Brief: Copy all of the material below line for line, without any changes. Leave the pictures out of your copy.

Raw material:
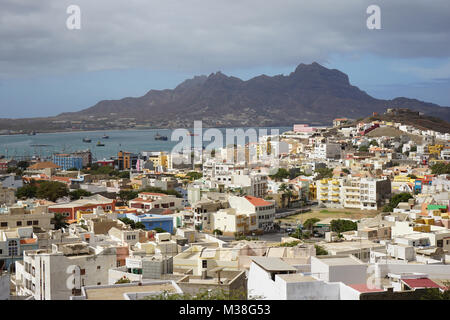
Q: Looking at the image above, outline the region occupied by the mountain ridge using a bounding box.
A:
[3,62,450,133]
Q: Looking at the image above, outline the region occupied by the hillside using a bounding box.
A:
[0,63,450,131]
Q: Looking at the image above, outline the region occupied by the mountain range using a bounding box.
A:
[2,62,450,132]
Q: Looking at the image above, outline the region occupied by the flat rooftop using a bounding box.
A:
[316,256,365,266]
[86,283,176,300]
[252,257,297,272]
[277,273,317,282]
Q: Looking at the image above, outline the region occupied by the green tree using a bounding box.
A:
[16,184,37,199]
[303,218,320,232]
[36,181,69,202]
[278,183,294,208]
[315,167,333,180]
[69,189,92,201]
[269,168,290,181]
[51,213,68,230]
[331,219,358,234]
[144,289,247,300]
[383,192,413,212]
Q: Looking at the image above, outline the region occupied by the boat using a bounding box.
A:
[155,132,167,141]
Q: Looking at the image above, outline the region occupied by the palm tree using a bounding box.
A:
[52,213,68,230]
[278,183,294,208]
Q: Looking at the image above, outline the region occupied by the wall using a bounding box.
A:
[0,273,10,300]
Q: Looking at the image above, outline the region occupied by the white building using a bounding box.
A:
[16,243,117,300]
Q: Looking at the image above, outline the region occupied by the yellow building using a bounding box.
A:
[428,144,444,156]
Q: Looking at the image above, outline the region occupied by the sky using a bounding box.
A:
[0,0,450,118]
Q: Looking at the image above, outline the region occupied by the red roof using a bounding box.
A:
[245,196,273,207]
[139,192,167,197]
[402,278,441,289]
[348,283,384,293]
[20,238,37,244]
[131,198,153,202]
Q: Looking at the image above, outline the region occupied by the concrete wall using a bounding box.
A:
[0,274,10,300]
[375,263,450,280]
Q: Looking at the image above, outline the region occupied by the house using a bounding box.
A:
[0,227,38,272]
[16,242,117,300]
[48,194,116,220]
[228,196,275,231]
[129,192,183,212]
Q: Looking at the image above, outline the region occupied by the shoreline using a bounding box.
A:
[0,125,304,137]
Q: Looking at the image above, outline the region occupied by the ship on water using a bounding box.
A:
[155,132,167,141]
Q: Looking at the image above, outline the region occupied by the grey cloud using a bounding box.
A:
[0,0,450,77]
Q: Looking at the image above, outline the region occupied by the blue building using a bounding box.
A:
[52,154,83,170]
[117,213,173,233]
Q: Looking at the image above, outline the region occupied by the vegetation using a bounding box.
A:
[69,189,92,201]
[278,183,294,208]
[269,168,290,181]
[279,241,301,247]
[315,167,333,180]
[234,232,259,241]
[16,181,69,202]
[144,289,247,300]
[331,219,358,234]
[303,218,320,233]
[383,192,413,212]
[431,163,450,175]
[51,213,68,230]
[314,244,328,256]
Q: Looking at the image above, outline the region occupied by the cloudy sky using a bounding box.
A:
[0,0,450,118]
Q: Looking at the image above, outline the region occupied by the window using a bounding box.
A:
[8,240,18,256]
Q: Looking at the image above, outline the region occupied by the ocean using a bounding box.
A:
[0,127,292,160]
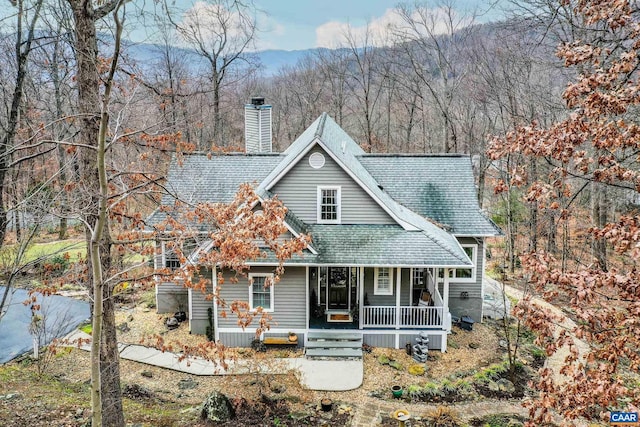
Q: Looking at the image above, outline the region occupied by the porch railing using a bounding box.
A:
[362,305,444,328]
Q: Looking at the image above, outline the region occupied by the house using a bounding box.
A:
[150,98,501,351]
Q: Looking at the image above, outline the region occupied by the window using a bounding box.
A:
[413,268,427,288]
[249,274,273,312]
[373,267,393,295]
[438,245,478,282]
[162,239,198,270]
[318,187,340,224]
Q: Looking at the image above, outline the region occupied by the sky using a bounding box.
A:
[169,0,500,50]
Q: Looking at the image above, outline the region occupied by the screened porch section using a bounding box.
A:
[309,267,451,330]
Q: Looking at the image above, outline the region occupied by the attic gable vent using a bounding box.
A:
[309,153,325,169]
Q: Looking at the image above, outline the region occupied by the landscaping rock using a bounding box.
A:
[0,393,22,400]
[488,378,516,394]
[200,391,236,423]
[122,384,155,400]
[378,354,390,365]
[178,378,198,390]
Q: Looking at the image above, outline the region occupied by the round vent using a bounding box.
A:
[309,153,324,169]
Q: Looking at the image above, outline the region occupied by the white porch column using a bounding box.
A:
[358,267,364,329]
[396,268,402,329]
[211,265,220,342]
[440,268,451,353]
[304,266,315,336]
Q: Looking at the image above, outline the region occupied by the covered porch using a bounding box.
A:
[308,266,451,331]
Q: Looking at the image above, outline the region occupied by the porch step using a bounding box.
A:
[305,331,362,359]
[307,331,362,343]
[305,347,362,359]
[307,340,362,348]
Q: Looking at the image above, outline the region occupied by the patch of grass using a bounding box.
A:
[471,414,524,427]
[25,239,87,262]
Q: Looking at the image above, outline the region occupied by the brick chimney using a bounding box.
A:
[244,96,273,153]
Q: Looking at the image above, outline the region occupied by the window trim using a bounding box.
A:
[249,273,275,313]
[316,185,342,224]
[161,241,182,271]
[373,267,393,295]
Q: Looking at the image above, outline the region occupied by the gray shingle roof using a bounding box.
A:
[242,224,471,267]
[149,113,500,267]
[309,224,470,267]
[259,113,464,257]
[147,154,282,226]
[359,154,502,236]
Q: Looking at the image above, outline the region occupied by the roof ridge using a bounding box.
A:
[357,153,471,158]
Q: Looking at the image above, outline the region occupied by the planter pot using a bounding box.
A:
[391,385,402,399]
[320,398,333,412]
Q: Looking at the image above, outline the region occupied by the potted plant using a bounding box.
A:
[320,397,333,412]
[391,385,402,399]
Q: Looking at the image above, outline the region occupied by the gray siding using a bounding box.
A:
[218,267,307,329]
[271,146,395,224]
[449,238,484,322]
[364,267,411,306]
[362,334,396,348]
[220,332,256,347]
[400,334,442,351]
[189,270,214,335]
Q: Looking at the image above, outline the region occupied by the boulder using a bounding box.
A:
[200,391,236,423]
[488,378,516,394]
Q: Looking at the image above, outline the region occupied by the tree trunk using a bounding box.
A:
[591,182,608,271]
[69,0,124,427]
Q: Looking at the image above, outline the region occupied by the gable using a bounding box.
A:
[359,154,501,236]
[270,144,396,224]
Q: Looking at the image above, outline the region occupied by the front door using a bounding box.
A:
[328,267,349,310]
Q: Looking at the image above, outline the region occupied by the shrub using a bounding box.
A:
[424,406,462,427]
[409,364,425,376]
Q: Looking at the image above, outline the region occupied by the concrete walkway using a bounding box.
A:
[66,330,364,391]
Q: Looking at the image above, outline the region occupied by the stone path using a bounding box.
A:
[500,278,589,384]
[351,397,527,427]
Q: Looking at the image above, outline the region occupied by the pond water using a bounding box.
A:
[0,286,91,364]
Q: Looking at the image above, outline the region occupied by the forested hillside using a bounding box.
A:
[0,0,640,425]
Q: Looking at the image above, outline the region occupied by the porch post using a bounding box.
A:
[440,268,451,353]
[304,265,315,334]
[358,267,364,329]
[211,264,220,342]
[396,268,402,329]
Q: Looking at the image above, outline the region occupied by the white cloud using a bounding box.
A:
[179,1,255,51]
[316,8,473,49]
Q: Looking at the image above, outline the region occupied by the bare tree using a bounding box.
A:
[165,0,258,148]
[395,1,475,153]
[0,0,43,245]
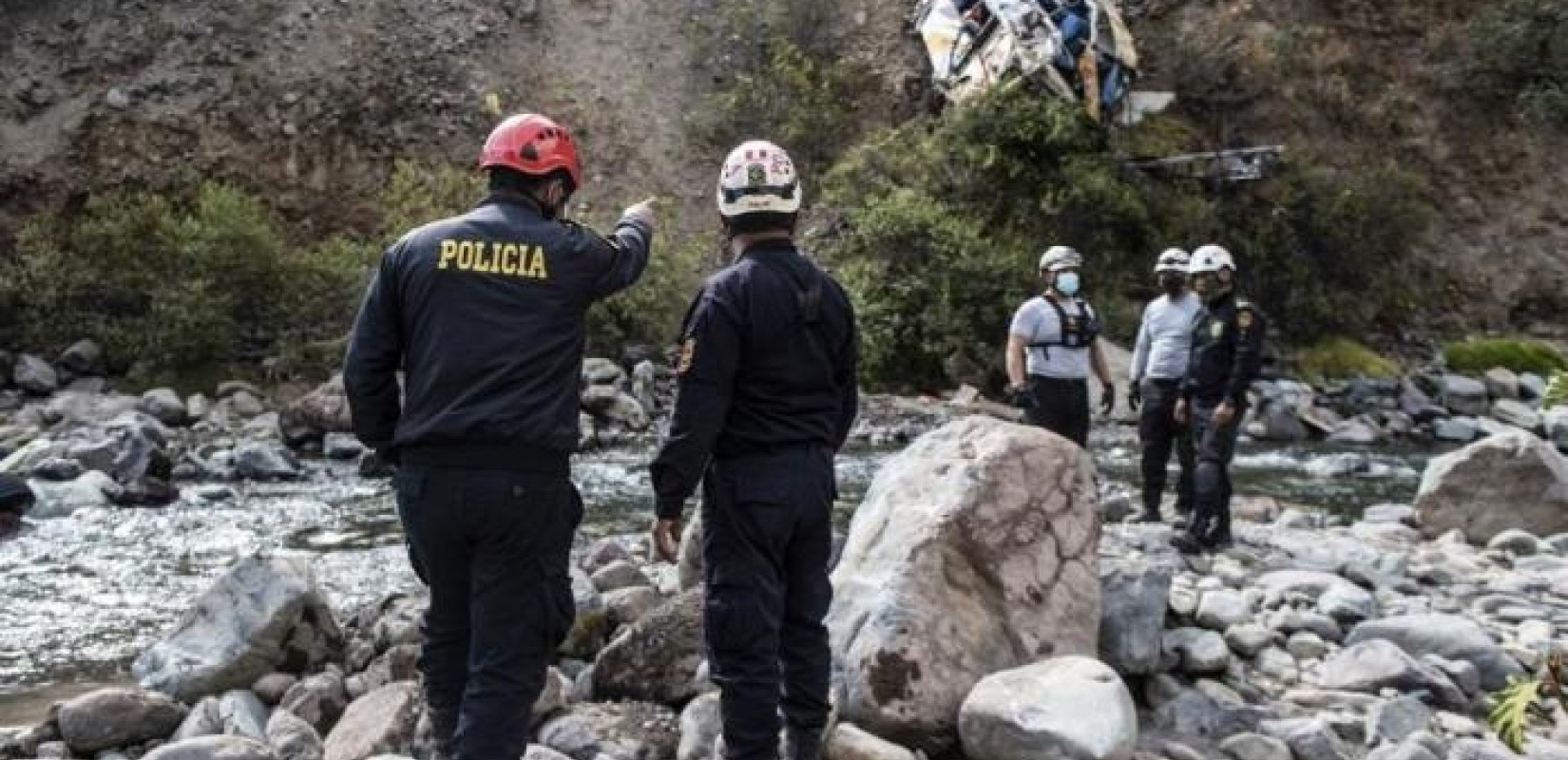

Result for this task:
Q: Looking at the image above, outline the region occupied by the mountain ridge using a bounding box.
A:
[3,62,450,133]
Q: Looking at the image above, outline the region occupied by the hillside using a bounding box.
A:
[0,63,450,131]
Q: Looking at the image above, outline the region occupied by the mountain range using a bounding box.
A:
[2,62,450,132]
Q: Looking at the image above, outline the region occupied by the flat rooftop using a bounding box.
A:
[316,256,365,266]
[86,283,176,300]
[252,257,297,272]
[277,273,317,282]
Q: Looking at the image above, outline the region occupied by the green tree using a bounding box.
A:
[16,184,37,199]
[303,218,320,232]
[36,181,69,202]
[278,183,294,208]
[315,167,333,180]
[69,189,92,201]
[269,168,290,181]
[51,213,68,230]
[331,219,358,234]
[144,289,247,300]
[383,192,413,212]
Q: Looking at the image above, outline the region occupied by the boat using a bounding box.
A:
[155,132,167,141]
Q: Looking at the image above, outline the region occupied by the palm tree using a bounding box.
A:
[52,213,68,230]
[278,183,294,208]
Q: Looking at the image above, outline the region occupied by the wall using a bounding box.
A:
[0,273,10,300]
Q: Looking at the image above, outline the region occupied by the white building using a bounding box.
A:
[16,243,117,300]
Q: Looking at the image above, outline the region occupied by the yellow building using a bounding box.
A:
[428,144,444,156]
Q: Looking at the image above, outline the region occupied by the sky using a bounding box.
A:
[0,0,450,118]
Q: Looking at the image above, outline the region occupied by the red roof using a bounding box.
A:
[245,196,273,207]
[139,192,167,197]
[402,278,441,289]
[348,283,384,293]
[20,238,37,244]
[131,198,153,202]
Q: Looking at the image above, outline the region occupied by the concrete wall using a bounding box.
A:
[0,274,10,300]
[375,263,450,280]
Q: Looking at the image above, outline the region occupied by the house using a bounding box.
A:
[0,227,38,272]
[16,242,117,300]
[48,194,116,220]
[228,196,275,231]
[129,192,183,212]
Q: Looking at the image above, outline the region occupied by the shoreline using a bounding box.
A:
[0,125,304,137]
Q: Looking at the image above, outline the region occupied by the ship on water using a bounding box.
A:
[155,132,167,141]
Q: Looking at the image above, outline the region occupied by the grey cloud using a bounding box.
A:
[0,0,450,77]
Q: Looking at the image above, outline the region occupied by the blue building using a bounding box.
A:
[52,154,83,170]
[117,213,173,233]
Q: Looking at the image above, outline the region occupied by the vegetation using a bounding box.
A:
[69,189,92,201]
[278,183,294,208]
[269,168,290,181]
[279,241,301,247]
[315,167,333,180]
[234,232,259,241]
[16,181,69,202]
[144,289,247,300]
[331,219,358,234]
[303,218,320,233]
[383,192,413,212]
[431,163,450,175]
[51,213,68,230]
[314,244,328,256]
Q: Looking at the image above, outline the region occupied by the cloudy sky using a bounding box.
A:
[0,0,450,118]
Q: Looking at the image above, outline the region occupied by the window using a bounding box.
A:
[8,240,18,256]
Q: Looking at the image above, outline the region occupied by the ocean using a bounding box.
A:
[0,127,292,160]
Q: Looking at the image above, outline the region occupied by the porch railing using a bounding box.
A:
[362,305,444,328]
Q: Looking at the image above, outline the region occupied by the house using a bounding box.
A:
[150,98,501,351]
Q: Looking at the image above, outline the region occupied by the window using a bounding box.
A:
[413,268,427,288]
[249,274,273,312]
[373,267,393,295]
[438,245,478,282]
[162,239,198,270]
[318,187,340,224]
Q: Looking at the image above, outline the region occupied by the sky using a bounding box.
A:
[169,0,500,50]
Q: Looking at the image above, outline the region occupied by the screened porch section using a bounding box.
A:
[309,267,451,330]
Q: Looking at the image above, outline the region occupied by the attic gable vent using a bounding box.
A:
[309,153,325,169]
Q: Looking at the image above, outline the region occupied by the landscaping rock using a bounding box.
A:
[0,393,22,400]
[488,378,516,394]
[200,391,236,423]
[122,384,155,400]
[378,354,390,365]
[178,378,198,390]
Q: Looking at the image above, outline the region occupied by the round vent using a bounding box.
A:
[309,153,324,169]
Q: Looking at the image above, outline the region occupied by the white porch column using a bounding box.
A:
[358,267,364,329]
[396,268,402,329]
[211,265,220,342]
[440,268,451,353]
[304,266,315,336]
Q: Looking at the image above, outline the region occupied by the covered porch using a bounding box.
A:
[308,266,451,331]
Q: Looking at the image above, outline the region occupied by the porch step using a bounding box.
A:
[305,331,362,359]
[307,331,362,343]
[305,347,362,359]
[307,340,362,348]
Q: Looking at the image above, outline the region occupied by the patch of grass using a bounding box.
A:
[471,414,524,427]
[25,239,87,262]
Q: Looking at the image above, outline the region occupied by the brick chimney using a bounding box.
A:
[244,96,273,153]
Q: Looking at the image above, outline the region occupied by the window trim using a bounding box.
A:
[249,273,275,313]
[316,185,342,224]
[161,241,182,271]
[373,267,393,295]
Q: Looking at the image above, outline the region occupied by the gray shingle roof using a bounding box.
A:
[242,224,471,267]
[149,113,500,267]
[309,224,470,267]
[259,113,464,257]
[147,154,282,226]
[359,154,502,236]
Q: Looking at the image above, outline the region occupied by the roof ridge using a bounding box.
A:
[357,153,471,158]
Q: Looking at the image above, outline the region occupied by the planter pot using a bounding box.
A:
[391,385,402,399]
[320,398,333,412]
Q: Looking at the image above, outline the region occupied by the potted plant using a bounding box.
A:
[320,397,333,412]
[391,385,402,399]
Q: Looking at the image above, outline the region occupied by the gray siding using a bounding box.
A:
[218,267,307,329]
[271,146,395,224]
[449,238,484,322]
[364,267,411,306]
[362,334,396,348]
[220,332,256,347]
[400,334,442,351]
[189,270,214,335]
Q: Looking at the image above, outline the region occupied by the boulder using a bounding box.
A:
[200,391,236,423]
[488,378,516,394]
Q: Looking at the image above, outline the region occupied by the tree trunk using a bounding box.
A:
[591,182,608,271]
[69,0,124,427]
Q: Looking at the image above, outline the region occupied by the gable using a bounding box.
A:
[359,154,501,236]
[270,144,396,224]
Q: Looking at the image above, outline the region occupied by the front door using a bounding box.
A:
[328,267,349,310]
Q: Looking at the image above, outline the region occupied by the shrub using a bounding box.
A:
[424,406,462,427]
[409,364,425,376]
Q: Looking at the image above, outline the region occupied by the concrete walkway using a bounding box.
A:
[66,330,364,391]
Q: Looking at the image above, outline the region occupied by the stone path using a bounding box.
A:
[500,278,589,384]
[351,397,527,427]
Q: Looking at the image above, outline the region occupied by the pond water using a bounding box.
A:
[0,286,91,364]
Q: Looking at the image above, outline the region occupied by the forested hillside using a bounding box.
A:
[0,0,640,425]
Q: Looking at the image above, outline the region occupied by the porch post using a bounding box.
A:
[440,268,451,353]
[304,265,315,334]
[358,267,364,329]
[211,264,220,342]
[396,268,402,329]
Q: Looking at the image above, outline the region occupied by the white cloud using a bounding box.
A:
[179,1,255,51]
[316,8,473,49]
Q: Looking at the image above, outline the region occupied by the bare tree using a bounding box.
A:
[165,0,258,148]
[395,1,475,153]
[0,0,43,245]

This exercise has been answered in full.